**ASSIGNMENT**
Report each line from the entries in which "white" can be found.

[Dataset entries]
════════════════════

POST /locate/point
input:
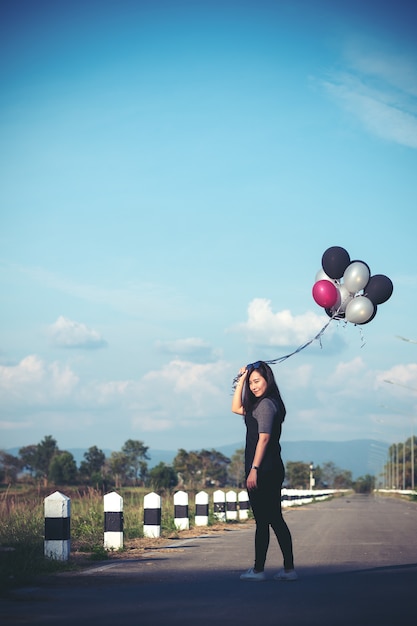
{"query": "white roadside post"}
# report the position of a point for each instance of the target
(231, 506)
(181, 520)
(243, 499)
(113, 521)
(152, 515)
(219, 504)
(57, 543)
(201, 508)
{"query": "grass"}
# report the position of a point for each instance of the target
(22, 530)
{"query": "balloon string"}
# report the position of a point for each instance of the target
(304, 345)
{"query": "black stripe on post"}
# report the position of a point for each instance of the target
(181, 510)
(152, 517)
(113, 521)
(57, 528)
(201, 509)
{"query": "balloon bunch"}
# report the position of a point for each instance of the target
(346, 289)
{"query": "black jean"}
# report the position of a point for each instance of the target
(265, 502)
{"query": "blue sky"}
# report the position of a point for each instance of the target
(171, 174)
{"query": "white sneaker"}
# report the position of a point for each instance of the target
(252, 575)
(288, 576)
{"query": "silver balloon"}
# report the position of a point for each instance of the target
(359, 310)
(356, 276)
(344, 297)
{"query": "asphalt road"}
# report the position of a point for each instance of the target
(356, 558)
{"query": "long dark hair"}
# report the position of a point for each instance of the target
(250, 401)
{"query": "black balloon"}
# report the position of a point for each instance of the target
(379, 289)
(370, 319)
(331, 312)
(334, 261)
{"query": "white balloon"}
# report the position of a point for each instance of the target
(345, 297)
(359, 310)
(356, 276)
(321, 275)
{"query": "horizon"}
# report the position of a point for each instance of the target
(172, 174)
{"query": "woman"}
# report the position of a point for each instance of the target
(257, 397)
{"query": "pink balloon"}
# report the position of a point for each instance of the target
(325, 293)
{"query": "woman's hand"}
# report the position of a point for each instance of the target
(252, 480)
(237, 405)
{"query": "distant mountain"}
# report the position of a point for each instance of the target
(359, 456)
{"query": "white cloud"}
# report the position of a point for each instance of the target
(264, 327)
(400, 376)
(380, 90)
(34, 382)
(191, 347)
(66, 333)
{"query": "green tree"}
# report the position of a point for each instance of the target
(28, 456)
(201, 469)
(10, 466)
(119, 467)
(236, 469)
(137, 453)
(38, 458)
(63, 469)
(187, 466)
(365, 484)
(92, 468)
(162, 476)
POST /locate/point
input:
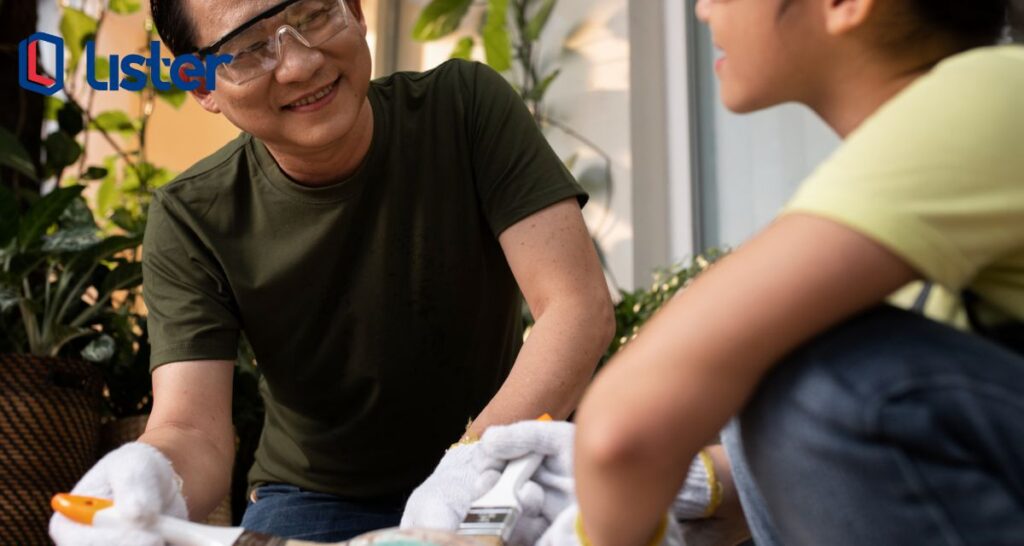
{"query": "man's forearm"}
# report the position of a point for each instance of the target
(554, 367)
(203, 463)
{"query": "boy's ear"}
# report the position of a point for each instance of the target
(843, 16)
(201, 93)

════════════════════

**THE ANSWER**
{"query": "white roadside post"}
{"query": "white sneaker"}
{"query": "white balloon"}
{"query": "white cloud"}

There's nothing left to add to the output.